> Exercise objective:
Images in the records should be skipped while the rest is transcribed verbatim.

> Material provided:
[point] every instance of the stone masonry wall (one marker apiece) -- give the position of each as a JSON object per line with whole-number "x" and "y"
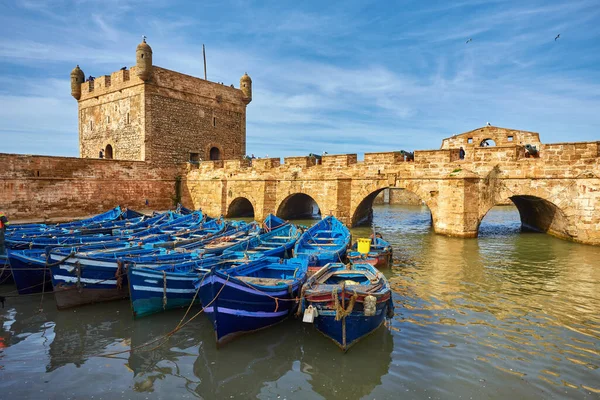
{"x": 40, "y": 187}
{"x": 459, "y": 193}
{"x": 190, "y": 115}
{"x": 111, "y": 111}
{"x": 500, "y": 136}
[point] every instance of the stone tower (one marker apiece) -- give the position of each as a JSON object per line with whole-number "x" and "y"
{"x": 77, "y": 78}
{"x": 143, "y": 60}
{"x": 153, "y": 114}
{"x": 246, "y": 87}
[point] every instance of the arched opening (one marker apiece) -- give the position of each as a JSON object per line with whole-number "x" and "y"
{"x": 529, "y": 214}
{"x": 403, "y": 201}
{"x": 108, "y": 152}
{"x": 298, "y": 206}
{"x": 215, "y": 154}
{"x": 487, "y": 143}
{"x": 240, "y": 207}
{"x": 540, "y": 215}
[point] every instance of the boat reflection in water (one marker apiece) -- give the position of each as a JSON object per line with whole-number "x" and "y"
{"x": 354, "y": 374}
{"x": 241, "y": 368}
{"x": 79, "y": 336}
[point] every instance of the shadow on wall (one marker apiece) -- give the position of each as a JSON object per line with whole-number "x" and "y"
{"x": 240, "y": 207}
{"x": 299, "y": 206}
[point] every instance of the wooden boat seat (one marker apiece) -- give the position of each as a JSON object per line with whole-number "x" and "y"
{"x": 266, "y": 281}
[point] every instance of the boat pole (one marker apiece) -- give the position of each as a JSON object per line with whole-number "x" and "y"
{"x": 204, "y": 56}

> Task solution:
[point] every instance of the stone masonry wall (one marker apiece) -- give the position of each as a JSON object per line with whole-number "x" and "y"
{"x": 40, "y": 187}
{"x": 459, "y": 193}
{"x": 190, "y": 115}
{"x": 111, "y": 111}
{"x": 500, "y": 136}
[point] every instance of the stone tower (one marker apiece) -- give the position of each as a JSON object per line with whole-number "x" and "y"
{"x": 77, "y": 78}
{"x": 143, "y": 60}
{"x": 153, "y": 114}
{"x": 246, "y": 87}
[point] every instance of the arched opening (one marker apiece) -- give the position of each as a JSON object per line with whole-number "x" and "y"
{"x": 529, "y": 214}
{"x": 403, "y": 201}
{"x": 108, "y": 152}
{"x": 298, "y": 206}
{"x": 215, "y": 154}
{"x": 487, "y": 143}
{"x": 240, "y": 207}
{"x": 540, "y": 215}
[point] every instance of the boat reflection in water (one marker apiece) -- give the position of each as a JSON object per line with whole-number "x" and "y"
{"x": 354, "y": 374}
{"x": 241, "y": 368}
{"x": 79, "y": 336}
[point] every instance of the shadow on wall (one marker apiece) -- give the position of each as a JSON object per line with whole-number "x" and "y"
{"x": 240, "y": 207}
{"x": 299, "y": 206}
[point] every instance of the wooden boat seat (one marker apiece) -- give the position of each as a JSON object per line with whole-number "x" and "y"
{"x": 266, "y": 281}
[point] every instance of the boat pole (one marker apiece) -- give the position of each as a JSON object per line with whole-number "x" and "y"
{"x": 204, "y": 56}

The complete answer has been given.